> [What the task asks]: Give every entry again, word for word and in full.

> [Working data]:
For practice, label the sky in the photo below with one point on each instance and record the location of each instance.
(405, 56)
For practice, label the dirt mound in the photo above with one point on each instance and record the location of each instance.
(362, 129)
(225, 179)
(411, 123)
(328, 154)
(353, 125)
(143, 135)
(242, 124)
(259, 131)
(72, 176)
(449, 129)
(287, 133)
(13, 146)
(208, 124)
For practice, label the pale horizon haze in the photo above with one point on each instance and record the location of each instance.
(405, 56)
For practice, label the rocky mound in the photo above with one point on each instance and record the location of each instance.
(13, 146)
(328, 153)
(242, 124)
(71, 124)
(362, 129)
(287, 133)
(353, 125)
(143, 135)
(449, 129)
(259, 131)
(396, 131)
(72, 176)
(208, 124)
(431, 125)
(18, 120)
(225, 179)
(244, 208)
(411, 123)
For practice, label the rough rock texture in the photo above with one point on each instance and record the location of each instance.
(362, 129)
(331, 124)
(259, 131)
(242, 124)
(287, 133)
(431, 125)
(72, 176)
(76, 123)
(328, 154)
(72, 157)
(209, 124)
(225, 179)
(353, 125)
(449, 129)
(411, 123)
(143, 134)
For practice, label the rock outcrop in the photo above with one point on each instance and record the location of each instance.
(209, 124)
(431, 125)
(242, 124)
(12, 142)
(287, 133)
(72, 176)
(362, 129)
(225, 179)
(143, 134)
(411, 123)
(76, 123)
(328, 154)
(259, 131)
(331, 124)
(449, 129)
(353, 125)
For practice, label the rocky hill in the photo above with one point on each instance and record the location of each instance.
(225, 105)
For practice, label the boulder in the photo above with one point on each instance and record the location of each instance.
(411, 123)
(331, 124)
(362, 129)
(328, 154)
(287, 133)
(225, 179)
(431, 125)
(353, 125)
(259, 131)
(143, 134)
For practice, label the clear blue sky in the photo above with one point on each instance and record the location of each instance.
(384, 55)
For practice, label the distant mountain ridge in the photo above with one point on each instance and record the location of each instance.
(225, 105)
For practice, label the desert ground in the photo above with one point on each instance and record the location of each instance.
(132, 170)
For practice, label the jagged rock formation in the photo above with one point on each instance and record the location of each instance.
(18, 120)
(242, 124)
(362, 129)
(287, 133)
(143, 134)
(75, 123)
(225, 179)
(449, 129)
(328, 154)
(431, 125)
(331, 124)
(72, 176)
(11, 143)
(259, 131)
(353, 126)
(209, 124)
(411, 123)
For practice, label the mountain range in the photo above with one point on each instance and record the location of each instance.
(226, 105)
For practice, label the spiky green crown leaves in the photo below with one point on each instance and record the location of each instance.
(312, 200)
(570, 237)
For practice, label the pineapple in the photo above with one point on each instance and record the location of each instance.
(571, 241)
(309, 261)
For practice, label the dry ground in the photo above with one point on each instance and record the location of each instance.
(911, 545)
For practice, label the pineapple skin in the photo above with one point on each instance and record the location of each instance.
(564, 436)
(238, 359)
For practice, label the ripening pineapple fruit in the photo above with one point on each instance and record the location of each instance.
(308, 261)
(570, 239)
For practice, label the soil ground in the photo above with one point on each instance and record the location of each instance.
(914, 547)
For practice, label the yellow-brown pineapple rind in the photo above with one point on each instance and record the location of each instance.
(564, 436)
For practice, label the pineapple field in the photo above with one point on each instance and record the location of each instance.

> [Full output]:
For practice, label the sky in the photo below with one point on each instance and record the location of each instance.
(405, 56)
For practice, label the dirt mound in the photo above with one point on each instance and record the location of each instance.
(362, 129)
(225, 179)
(411, 123)
(328, 154)
(353, 125)
(143, 135)
(242, 124)
(259, 131)
(72, 176)
(449, 129)
(287, 133)
(13, 146)
(208, 124)
For practice, label the pale horizon haze in the photo above with one point on each instance and record the location of each instance.
(405, 56)
For practice, label the rocky mound in the photo above with one point on each instance and record the location of each instance.
(13, 146)
(328, 153)
(242, 124)
(71, 124)
(362, 129)
(287, 133)
(353, 125)
(143, 135)
(449, 129)
(259, 131)
(396, 131)
(72, 176)
(208, 124)
(431, 125)
(18, 120)
(225, 179)
(244, 208)
(411, 123)
For practice, label the rough rock texture in the photo above with one point on each instance and record the location of each instance.
(362, 129)
(331, 124)
(259, 131)
(242, 124)
(287, 133)
(431, 125)
(72, 176)
(76, 123)
(328, 154)
(72, 157)
(209, 124)
(225, 179)
(353, 125)
(449, 129)
(411, 123)
(143, 134)
For practice, label the rock outcrop in the photo above with one point on each instance and record the location of each instance.
(209, 124)
(431, 125)
(242, 124)
(12, 142)
(287, 133)
(72, 176)
(362, 129)
(225, 179)
(143, 134)
(411, 123)
(76, 123)
(328, 154)
(259, 131)
(331, 124)
(449, 129)
(353, 125)
For practice, label the rocky hill in the photo above with one point on each instance and record the location of each instance.
(225, 105)
For practice, label the boulder in the photo above with one point on each instance and record the location of each instance.
(411, 123)
(331, 124)
(362, 129)
(328, 154)
(287, 133)
(225, 179)
(431, 125)
(353, 125)
(259, 131)
(143, 134)
For practice, label the clear blue sky in the photo above with one point on each instance and record the location of each instance.
(384, 55)
For practice, label the distant mountain ridge in the photo above with one point on each instance and record the location of each instance.
(225, 105)
For practice, label the desert ground in the photo above with one point on each instance and record the location of each instance.
(132, 170)
For practice, label the jagged rock formation in the photo above with one point on each instance and record the location of each instance.
(18, 120)
(242, 124)
(362, 129)
(287, 133)
(143, 134)
(75, 123)
(225, 179)
(449, 129)
(328, 154)
(431, 125)
(331, 124)
(72, 176)
(11, 143)
(259, 131)
(353, 126)
(209, 124)
(411, 123)
For practice, label the mountain range in the photo above with one point on each instance and record the location of each instance.
(226, 105)
For practice, label the spiky green crown leaves in the photo below with one point on each instance and record the location of each instance.
(312, 200)
(570, 237)
For practice, label the pineapple in the photo above with one point on each instance and record the location of each instance.
(571, 241)
(309, 261)
For practice, label the dry ground in the photo above with one point on each instance and record the location of each instance.
(911, 545)
For practice, label the pineapple skin in the photo above with one point on each instance and record the location of each instance.
(564, 436)
(238, 359)
For practice, label the ripening pineapple fruit in the photo above with one point on each instance and record the location of each instance.
(308, 261)
(570, 239)
For practice, label the soil ground in the photo above with one point on each instance and record the location of each instance.
(914, 547)
For practice, label the yellow-brown pineapple rind in the photo above with one point on each instance and record the location of each instance.
(564, 436)
For practice, label the pineapple field in the photo above with one point on each instance and record the location of each instance.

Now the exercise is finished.